_SOURCE RECORDS_:
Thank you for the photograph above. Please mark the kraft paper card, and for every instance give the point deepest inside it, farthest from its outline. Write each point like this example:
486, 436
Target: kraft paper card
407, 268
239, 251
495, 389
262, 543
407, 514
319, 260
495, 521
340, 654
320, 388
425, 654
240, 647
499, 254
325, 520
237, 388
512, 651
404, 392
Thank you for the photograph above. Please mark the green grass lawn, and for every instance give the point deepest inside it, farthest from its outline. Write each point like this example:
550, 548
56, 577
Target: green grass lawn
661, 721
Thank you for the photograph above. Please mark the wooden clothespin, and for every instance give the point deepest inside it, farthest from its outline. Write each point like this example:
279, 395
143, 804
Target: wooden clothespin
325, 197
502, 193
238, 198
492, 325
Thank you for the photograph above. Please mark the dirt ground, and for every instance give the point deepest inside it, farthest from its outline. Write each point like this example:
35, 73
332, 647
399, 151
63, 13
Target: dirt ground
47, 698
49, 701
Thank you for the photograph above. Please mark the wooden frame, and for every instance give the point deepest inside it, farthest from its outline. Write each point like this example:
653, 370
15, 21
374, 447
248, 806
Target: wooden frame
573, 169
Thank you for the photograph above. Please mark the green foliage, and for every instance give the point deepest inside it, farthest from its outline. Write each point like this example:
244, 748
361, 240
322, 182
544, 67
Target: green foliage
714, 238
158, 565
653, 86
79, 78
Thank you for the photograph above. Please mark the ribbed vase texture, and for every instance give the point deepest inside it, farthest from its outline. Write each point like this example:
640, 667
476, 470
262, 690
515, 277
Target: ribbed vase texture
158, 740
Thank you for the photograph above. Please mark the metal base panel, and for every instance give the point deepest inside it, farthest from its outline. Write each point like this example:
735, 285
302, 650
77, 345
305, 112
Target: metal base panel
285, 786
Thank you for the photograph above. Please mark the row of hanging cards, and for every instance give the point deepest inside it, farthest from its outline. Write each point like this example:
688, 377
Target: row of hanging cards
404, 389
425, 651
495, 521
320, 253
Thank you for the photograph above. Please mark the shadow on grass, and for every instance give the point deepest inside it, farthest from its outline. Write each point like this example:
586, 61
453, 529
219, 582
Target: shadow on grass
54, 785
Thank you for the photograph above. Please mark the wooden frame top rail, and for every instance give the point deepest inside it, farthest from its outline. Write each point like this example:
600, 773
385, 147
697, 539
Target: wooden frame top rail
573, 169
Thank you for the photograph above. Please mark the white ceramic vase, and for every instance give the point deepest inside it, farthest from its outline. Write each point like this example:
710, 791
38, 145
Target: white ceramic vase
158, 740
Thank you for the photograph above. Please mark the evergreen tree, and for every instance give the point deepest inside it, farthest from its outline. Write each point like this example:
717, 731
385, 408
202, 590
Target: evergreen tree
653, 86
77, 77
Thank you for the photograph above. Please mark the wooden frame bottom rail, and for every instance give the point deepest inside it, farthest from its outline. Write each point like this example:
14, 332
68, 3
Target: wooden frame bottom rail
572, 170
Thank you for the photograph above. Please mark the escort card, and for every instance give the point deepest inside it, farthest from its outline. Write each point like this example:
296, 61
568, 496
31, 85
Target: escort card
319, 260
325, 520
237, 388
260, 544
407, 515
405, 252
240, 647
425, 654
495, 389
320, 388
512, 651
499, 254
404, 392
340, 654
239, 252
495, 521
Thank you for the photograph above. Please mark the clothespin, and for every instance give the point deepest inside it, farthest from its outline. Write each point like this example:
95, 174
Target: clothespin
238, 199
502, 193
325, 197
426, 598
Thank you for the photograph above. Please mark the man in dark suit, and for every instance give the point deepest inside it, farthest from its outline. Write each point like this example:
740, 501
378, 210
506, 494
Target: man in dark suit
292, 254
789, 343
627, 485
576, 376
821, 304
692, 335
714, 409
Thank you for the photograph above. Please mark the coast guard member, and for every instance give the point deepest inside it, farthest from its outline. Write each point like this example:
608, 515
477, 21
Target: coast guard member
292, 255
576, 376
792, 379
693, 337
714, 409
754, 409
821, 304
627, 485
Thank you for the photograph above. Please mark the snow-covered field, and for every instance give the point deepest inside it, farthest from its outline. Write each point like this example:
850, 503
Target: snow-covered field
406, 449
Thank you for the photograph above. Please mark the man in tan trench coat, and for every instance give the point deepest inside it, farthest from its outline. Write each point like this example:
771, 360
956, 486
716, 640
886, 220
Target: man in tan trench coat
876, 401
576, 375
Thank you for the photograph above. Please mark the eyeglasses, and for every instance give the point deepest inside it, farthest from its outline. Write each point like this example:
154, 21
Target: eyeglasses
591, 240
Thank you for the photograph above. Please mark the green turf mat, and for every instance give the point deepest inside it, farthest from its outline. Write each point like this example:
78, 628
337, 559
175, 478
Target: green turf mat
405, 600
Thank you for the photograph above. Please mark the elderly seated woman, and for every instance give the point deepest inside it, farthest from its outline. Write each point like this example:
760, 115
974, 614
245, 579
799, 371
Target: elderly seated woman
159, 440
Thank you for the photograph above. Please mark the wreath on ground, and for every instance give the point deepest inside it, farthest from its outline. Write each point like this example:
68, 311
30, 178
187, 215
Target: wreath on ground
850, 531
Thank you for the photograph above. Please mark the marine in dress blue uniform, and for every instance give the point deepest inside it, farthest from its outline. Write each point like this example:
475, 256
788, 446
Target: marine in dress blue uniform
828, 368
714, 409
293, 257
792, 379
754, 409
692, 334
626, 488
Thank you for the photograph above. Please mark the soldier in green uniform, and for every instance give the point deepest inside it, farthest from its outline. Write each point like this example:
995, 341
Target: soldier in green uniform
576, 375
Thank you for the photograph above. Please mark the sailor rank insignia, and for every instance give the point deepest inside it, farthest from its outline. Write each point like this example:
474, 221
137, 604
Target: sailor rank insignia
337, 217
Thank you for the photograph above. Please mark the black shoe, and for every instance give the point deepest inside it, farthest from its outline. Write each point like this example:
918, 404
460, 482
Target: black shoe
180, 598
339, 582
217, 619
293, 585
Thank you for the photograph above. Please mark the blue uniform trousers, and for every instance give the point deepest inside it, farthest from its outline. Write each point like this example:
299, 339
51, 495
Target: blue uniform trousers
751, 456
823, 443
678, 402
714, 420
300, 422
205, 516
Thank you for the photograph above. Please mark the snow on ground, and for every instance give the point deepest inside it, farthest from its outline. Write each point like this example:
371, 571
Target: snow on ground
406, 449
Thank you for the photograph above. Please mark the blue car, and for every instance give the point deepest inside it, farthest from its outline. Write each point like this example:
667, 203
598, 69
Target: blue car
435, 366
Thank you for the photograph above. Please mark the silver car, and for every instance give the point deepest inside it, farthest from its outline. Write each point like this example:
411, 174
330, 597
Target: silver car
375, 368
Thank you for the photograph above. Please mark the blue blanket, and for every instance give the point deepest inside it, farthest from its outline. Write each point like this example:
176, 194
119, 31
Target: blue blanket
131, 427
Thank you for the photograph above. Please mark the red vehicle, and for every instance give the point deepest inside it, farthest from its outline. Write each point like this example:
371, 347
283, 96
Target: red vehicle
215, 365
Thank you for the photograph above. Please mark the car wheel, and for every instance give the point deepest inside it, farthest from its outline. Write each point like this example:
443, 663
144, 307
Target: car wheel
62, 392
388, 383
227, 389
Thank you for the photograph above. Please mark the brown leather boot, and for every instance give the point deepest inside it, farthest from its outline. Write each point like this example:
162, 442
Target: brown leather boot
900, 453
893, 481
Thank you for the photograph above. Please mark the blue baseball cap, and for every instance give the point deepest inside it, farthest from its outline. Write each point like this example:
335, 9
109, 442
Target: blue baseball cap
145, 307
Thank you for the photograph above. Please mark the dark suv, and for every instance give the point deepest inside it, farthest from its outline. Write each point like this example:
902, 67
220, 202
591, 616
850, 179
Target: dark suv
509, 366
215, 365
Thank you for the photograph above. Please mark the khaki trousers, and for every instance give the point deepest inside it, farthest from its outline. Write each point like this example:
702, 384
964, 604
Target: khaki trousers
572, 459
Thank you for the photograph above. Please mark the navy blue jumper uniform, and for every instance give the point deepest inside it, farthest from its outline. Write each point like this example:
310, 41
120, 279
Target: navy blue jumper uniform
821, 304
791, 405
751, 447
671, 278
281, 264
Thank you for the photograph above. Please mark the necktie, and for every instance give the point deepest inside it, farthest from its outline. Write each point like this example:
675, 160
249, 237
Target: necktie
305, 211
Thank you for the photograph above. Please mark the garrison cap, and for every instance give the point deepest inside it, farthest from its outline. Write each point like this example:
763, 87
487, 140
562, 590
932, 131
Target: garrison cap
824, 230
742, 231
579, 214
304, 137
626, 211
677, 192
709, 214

_DIRECTION_:
From the line that contains "Thank you for the photograph above. Please mark the necktie, and" down to the last line of the listing above, repeat each line exactly, and include nothing else.

_SOLUTION TO THE PROBLEM_:
Thank you for the photograph above. Please mark the necktie, and for every instance give the point deepest inside it, farthest from its outline. Write each point like this example:
675, 160
249, 237
Target: necktie
305, 211
Thank you for the photograph above. Please mark the garrison cap, and for every instance give the point deepest inside it, farthest from its outline. Write each point like this example:
763, 87
487, 140
562, 590
932, 131
Target: garrison cap
824, 230
742, 231
579, 214
304, 137
626, 211
677, 192
709, 214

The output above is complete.